== Text to read ==
Under an Information[1] dated August 12, 1998, Sonny Canon alias “Pogi” (appellant) was indicted for rape as follows:
That on or about or sometime in the month of December, 1997, in Barangay San Vicente, Buhi, Camarines Sur, Philippines, and within the jurisdiction of this Honorable Court, the above-named accused, by means of force, violence and intimidation and with the use of a knife, did then and there willfully, unlawfully and feloniously succeed in having carnal knowledge with one Maryjane C. Borsong, 16 years old, minor and a mental retardate, against her will and without her consent, to her damage and prejudice in such amount as shall be proven in court.
After trial, the Regional Trial Court of Iriga City, Branch 37 convicted appellant by Decision[2] dated August 20, 1999, the dispositive part of which reads:
WHEREFORE, in view of the foregoing, the Court finds accused Sonny Canon alias “Pogi” guilty beyond reasonable doubt of the crime of rape punishable under Article 335 of the Revised Penal Code, as amended, as principal thereof, with the aggravating circumstance of dwelling and no mitigating circumstance to offset it. It may be mentioned here, however, that the attending circumstance can no longer be properly considered in view of the penalty imposable. Accordingly, the accused is sentenced to suffer the penalty of reclusion perpetua, with the accessory penalties provided by law, to indemnify Maryjane, the sum of P50,000.00 and to acknowledge and give support to Maria Roxanne Borsong as his child, and to pay the costs.

== Prompt 1 ==
Which court convicted the appellant, according to the court excerpt?
== Prompt 2 ==
Output the passage of the court excerpt starting at "Under an Information[1]" and ending at "proven in court.".
== Prompt 3 ==
Pick up the court excerpt after its final sentence and continue writing it.

== Material provided ==
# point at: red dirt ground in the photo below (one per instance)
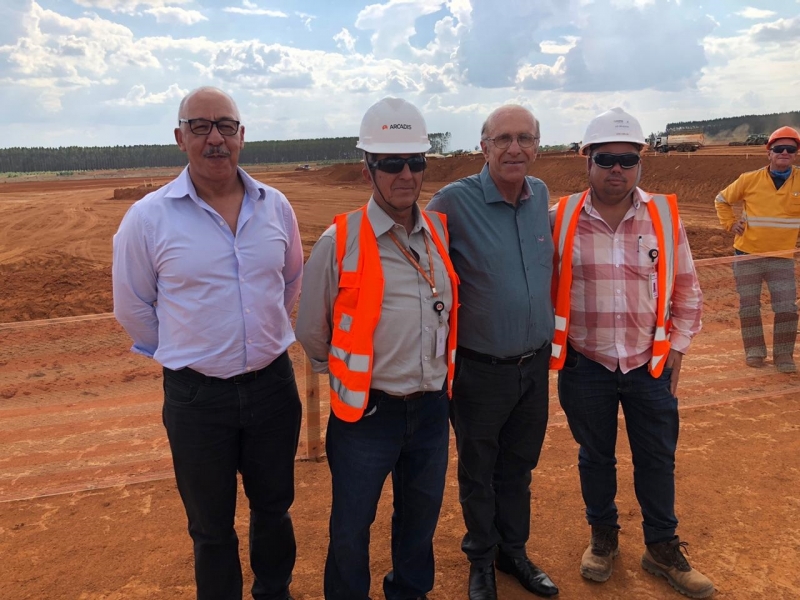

== Task result 1 ==
The Regional Trial Court of Iriga City, Branch 37.

== Task result 2 ==
Under an Information[1] dated August 12, 1998, Sonny Canon alias “Pogi” (appellant) was indicted for rape as follows:
That on or about or sometime in the month of December, 1997, in Barangay San Vicente, Buhi, Camarines Sur, Philippines, and within the jurisdiction of this Honorable Court, the above-named accused, by means of force, violence and intimidation and with the use of a knife, did then and there willfully, unlawfully and feloniously succeed in having carnal knowledge with one Maryjane C. Borsong, 16 years old, minor and a mental retardate, against her will and without her consent, to her damage and prejudice in such amount as shall be proven in court.

== Task result 3 ==
In the service of his sentence, he shall be credited with the full period of his preventive imprisonment had there been compliance with Article 29 of the Revised Penal Code.

Based primarily on the testimonies of the alleged victim Maryjane C. Borsong (Maryjane) and her mother Eufrecina C. Borsong (Eufrecina), the prosecution presented the following version of the rape incident:

One evening in December 1997, as the then fifteen-year-old Maryjane was left home alone in Barangay San Vicente, Buhi, Camarines Sur, her parents having gone to their farm about two kilometers away therefrom,[3] appellant, a neighbor, knocked at the door of the Borsongs’ house and Maryjane opened it. Appellant soon trained his flashlight on her and suddenly pulled her inside.[4]

As appellant poked a fan knife at the neck, and covered the mouth, of Maryjane who was made to lie down, he removed her shorts and inserted his penis into her vagina.[5]

As she tried to push appellant, Maryjane felt pain and blood came out of her private part.[6] When appellant had satisfied his lust, he told her not to tell anybody about what had happened.[7]

Maryjane’s mother Eufrecina and her husband found nothing unusual about Maryjane in the days following the incident until, in the second week of February 1998, Eufrecina noticed that Maryjane’s abdomen was getting bigger. She was thus prompted to bring Maryjane to a midwife and later to a doctor who found her pregnant.

When Maryjane’s parents asked her who impregnated her, she was initially hesitant and afraid to utter anything,[8] drawing them to beat her. She thereupon revealed that she was raped by appellant.  Appellant later went into hiding.

Eufrecina described the hapless Maryjane, who delivered a child (a girl) on April 20, 1998,[9] to be mentally deficient, she having difficulty speaking and reading, and whose highest educational attainment was Grade III. Having the mentality inferior to that of her age, Maryjane could not look after her needs much less those of her baby such that Eufrecina bore the responsibility of taking care of them.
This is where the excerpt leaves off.